-- START OF EXCERPTED PASSAGE --

# Quickbooks and adding service date ranges on invoice



## gastek (Mar 29, 2011)

I use quickbooks for my invoices and I bill customers for a monthly service. I use the reminders to pop the invoices up every 4 weeks that need to be mailed out. What I can't see to find is a way to include on the invoice the weeks of service I am billing them for. 

I want somewhere on the invoice for it to print "For Service from xx/xx/xx to xx/xx/xx" Obviously the xx's being the dates. Is this possible?

I use QB Pro 2010.


----------



## Solar Control (Jan 27, 2009)

PS0303 said:


> I use quickbooks for my invoices and I bill customers for a monthly service. I use the reminders to pop the invoices up every 4 weeks that need to be mailed out. What I can't see to find is a way to include on the invoice the weeks of service I am billing them for.
> 
> I want somewhere on the invoice for it to print "For Service from xx/xx/xx to xx/xx/xx" Obviously the xx's being the dates. Is this possible?
> 
> I use QB Pro 2010.


If QB Pro 10 is similar to QB Pro 09 then this should work:

Go to the Create Invoices page, click the arrow to the right of Customize, and then Manage Templates. Select the particular Template you want to edit and then make a copy of it (button below on the left). Edit the new Template Name on the right side of the window. Click OK when done.

Once you are back to the Create Invoices page, click Customize, Additional Customization. When this window opens click the Layout Designer button at the bottom. This will allow you to customize your Invoice however you like. Add your logo, tagline, change to your company's normal typefaces etc..

The process above is a little arduous and if anyone has a quicker way through it please share it.


----------



## gastek (Mar 29, 2011)

Yes that is how you can modify a template. However I do not know of any way to get the dates into the invoice without a manual insertion.

What I am looking for is that I can create an invoice and set it as memorized with a field that will contain the date range of the weeks serviced. Then every four weeks when the memorized transaction appears that field is populated with the new weeks of service.


----------

-- END OF EXCERPTED PASSAGE --
-- START OF DATA BLOCK --

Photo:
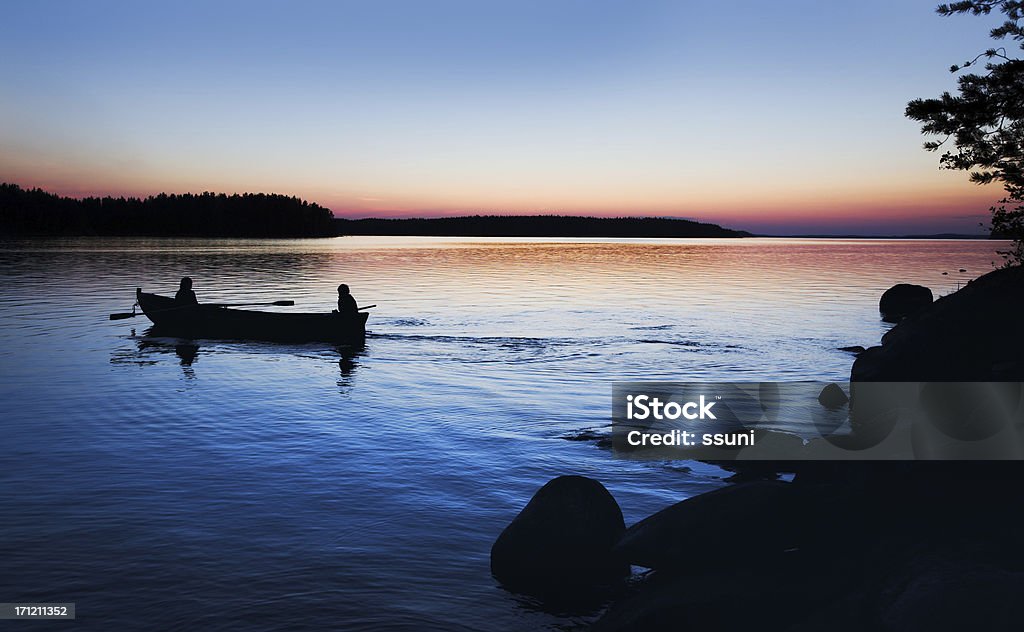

-- END OF DATA BLOCK --

- _WHAT YOU WILL DO_
A. From the QuickBooks invoice thread, list each change to the invoice that the reply suggests making in Layout Designer.
B. In the QuickBooks invoice thread, how often do the reminders bring up the invoices to be mailed?

- _OUTPUTS_
A.
- Adding a logo
- Adding a tagline
- Changing to the company's normal typefaces

B. Every 4 weeks.